[Data to process — start]

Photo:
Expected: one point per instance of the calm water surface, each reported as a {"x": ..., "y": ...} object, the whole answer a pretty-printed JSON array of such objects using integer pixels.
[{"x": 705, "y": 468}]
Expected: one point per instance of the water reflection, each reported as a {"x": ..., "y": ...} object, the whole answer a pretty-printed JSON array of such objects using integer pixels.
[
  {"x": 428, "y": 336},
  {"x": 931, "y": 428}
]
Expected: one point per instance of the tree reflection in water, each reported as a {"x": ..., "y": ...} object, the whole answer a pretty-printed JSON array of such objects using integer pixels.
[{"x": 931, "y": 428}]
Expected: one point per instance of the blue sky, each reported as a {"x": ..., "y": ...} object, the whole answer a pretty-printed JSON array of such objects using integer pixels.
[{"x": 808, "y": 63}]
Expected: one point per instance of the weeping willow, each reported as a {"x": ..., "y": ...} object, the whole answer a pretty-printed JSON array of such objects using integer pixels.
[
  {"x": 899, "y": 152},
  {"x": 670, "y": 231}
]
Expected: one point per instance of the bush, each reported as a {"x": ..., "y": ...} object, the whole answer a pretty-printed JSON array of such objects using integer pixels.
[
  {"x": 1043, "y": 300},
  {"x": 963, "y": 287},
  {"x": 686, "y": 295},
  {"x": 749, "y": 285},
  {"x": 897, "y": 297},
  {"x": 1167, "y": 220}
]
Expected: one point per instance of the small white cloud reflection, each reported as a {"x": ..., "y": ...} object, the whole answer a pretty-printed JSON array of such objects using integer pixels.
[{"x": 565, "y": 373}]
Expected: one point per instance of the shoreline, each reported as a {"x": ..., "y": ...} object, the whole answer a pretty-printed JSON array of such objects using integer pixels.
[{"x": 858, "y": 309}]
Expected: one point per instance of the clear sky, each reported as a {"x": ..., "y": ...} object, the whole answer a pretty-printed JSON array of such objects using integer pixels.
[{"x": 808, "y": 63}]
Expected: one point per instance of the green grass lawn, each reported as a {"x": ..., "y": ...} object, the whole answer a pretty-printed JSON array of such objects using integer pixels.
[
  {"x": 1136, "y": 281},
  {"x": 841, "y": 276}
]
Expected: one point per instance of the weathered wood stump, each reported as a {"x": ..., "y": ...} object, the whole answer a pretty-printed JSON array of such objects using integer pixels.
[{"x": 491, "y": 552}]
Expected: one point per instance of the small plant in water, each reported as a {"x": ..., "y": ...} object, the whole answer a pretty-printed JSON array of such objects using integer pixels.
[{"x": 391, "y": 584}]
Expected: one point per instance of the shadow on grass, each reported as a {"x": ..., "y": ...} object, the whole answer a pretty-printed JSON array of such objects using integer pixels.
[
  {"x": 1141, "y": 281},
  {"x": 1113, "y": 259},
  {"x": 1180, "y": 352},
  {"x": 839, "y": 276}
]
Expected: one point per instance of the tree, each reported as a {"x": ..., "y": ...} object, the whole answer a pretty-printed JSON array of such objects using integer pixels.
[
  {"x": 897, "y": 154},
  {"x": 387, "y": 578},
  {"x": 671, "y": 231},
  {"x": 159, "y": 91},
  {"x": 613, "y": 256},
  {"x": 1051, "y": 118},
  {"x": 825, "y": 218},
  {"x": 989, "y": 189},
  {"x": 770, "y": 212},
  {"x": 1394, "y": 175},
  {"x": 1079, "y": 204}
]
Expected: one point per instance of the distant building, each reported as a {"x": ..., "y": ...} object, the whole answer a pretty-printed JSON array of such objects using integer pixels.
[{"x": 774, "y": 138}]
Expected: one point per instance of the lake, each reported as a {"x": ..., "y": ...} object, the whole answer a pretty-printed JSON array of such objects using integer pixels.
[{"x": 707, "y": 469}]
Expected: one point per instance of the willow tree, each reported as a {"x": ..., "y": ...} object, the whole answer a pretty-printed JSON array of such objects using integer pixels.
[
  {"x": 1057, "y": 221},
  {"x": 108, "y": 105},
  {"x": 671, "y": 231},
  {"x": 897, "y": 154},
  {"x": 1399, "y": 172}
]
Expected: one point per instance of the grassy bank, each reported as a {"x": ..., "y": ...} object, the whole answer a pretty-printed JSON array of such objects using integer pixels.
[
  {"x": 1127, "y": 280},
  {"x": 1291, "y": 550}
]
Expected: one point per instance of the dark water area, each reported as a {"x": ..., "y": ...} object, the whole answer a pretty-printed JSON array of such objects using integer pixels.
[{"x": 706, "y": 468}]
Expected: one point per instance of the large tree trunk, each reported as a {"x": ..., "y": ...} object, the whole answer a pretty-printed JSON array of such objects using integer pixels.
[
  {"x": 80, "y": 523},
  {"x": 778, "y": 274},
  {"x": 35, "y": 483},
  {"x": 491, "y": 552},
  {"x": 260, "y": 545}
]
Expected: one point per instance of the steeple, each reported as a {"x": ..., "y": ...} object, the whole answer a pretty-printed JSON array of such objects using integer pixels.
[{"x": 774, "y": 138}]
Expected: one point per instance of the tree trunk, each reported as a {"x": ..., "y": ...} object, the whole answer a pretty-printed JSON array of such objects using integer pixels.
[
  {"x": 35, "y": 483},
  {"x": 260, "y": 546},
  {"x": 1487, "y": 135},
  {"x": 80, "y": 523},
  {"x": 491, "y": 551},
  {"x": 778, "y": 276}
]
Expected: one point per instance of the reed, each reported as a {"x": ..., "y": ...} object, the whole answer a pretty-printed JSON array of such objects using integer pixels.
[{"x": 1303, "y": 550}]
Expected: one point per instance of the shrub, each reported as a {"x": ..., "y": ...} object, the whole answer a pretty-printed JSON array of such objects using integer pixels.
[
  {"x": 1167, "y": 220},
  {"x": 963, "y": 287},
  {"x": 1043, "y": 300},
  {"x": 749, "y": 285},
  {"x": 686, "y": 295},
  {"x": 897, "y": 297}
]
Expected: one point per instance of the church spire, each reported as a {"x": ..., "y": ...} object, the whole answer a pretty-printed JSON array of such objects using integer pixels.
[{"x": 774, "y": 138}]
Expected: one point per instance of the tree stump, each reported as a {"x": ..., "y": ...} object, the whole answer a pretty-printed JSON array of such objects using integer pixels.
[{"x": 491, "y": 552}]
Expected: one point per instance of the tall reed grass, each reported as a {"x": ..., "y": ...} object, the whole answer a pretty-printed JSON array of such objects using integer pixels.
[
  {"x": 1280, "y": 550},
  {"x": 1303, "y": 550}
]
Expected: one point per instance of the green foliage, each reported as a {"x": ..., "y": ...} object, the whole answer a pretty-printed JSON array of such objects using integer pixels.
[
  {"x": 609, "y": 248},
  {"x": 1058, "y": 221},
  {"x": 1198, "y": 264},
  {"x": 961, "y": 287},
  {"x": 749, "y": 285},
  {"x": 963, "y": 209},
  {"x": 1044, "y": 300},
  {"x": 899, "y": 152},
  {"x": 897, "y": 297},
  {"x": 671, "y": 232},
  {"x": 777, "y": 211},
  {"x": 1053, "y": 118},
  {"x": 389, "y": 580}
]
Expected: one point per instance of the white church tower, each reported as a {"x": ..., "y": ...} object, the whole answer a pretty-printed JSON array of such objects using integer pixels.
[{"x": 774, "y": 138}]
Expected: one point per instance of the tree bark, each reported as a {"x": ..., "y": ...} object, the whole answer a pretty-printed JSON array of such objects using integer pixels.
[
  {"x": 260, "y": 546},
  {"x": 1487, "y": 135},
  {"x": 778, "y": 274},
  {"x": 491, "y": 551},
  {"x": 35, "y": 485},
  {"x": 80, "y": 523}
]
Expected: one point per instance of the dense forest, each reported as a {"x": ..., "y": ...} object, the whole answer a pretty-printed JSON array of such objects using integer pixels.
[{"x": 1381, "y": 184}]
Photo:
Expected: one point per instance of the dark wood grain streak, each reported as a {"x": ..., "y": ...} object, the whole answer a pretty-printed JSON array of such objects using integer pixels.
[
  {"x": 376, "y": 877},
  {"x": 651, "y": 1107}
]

[Data to process — finish]

What needs to be done :: Repeat only what runs from the line holding "Expected: one point per instance of the white" to the end of the data, keeping every line exactly as written, first and last included.

Written response ::
Expected: one point per instance of the white church tower, each reported as a {"x": ..., "y": ...} object, the whole answer a pretty-printed JSON array of such objects using integer pixels.
[{"x": 774, "y": 138}]
Expected: one point per instance of the tree bark, each reported as a {"x": ..., "y": ...} object, the whole answer a pretty-printed JSON array of such objects using integer pixels.
[
  {"x": 260, "y": 546},
  {"x": 1487, "y": 135},
  {"x": 778, "y": 274},
  {"x": 491, "y": 551},
  {"x": 35, "y": 485},
  {"x": 80, "y": 523}
]
Expected: one point per instance of the dense forest, each reported as a {"x": ..., "y": ...} object, the whole answer a pretty-printed JSON array of such objects using integer pixels.
[{"x": 1381, "y": 184}]
Photo:
Expected: one point per instance of the dark wood grain streak, each reported as a {"x": ..., "y": ...} object, the whole answer a pretty-printed JSON array of such objects using integer pixels.
[
  {"x": 376, "y": 877},
  {"x": 651, "y": 1107}
]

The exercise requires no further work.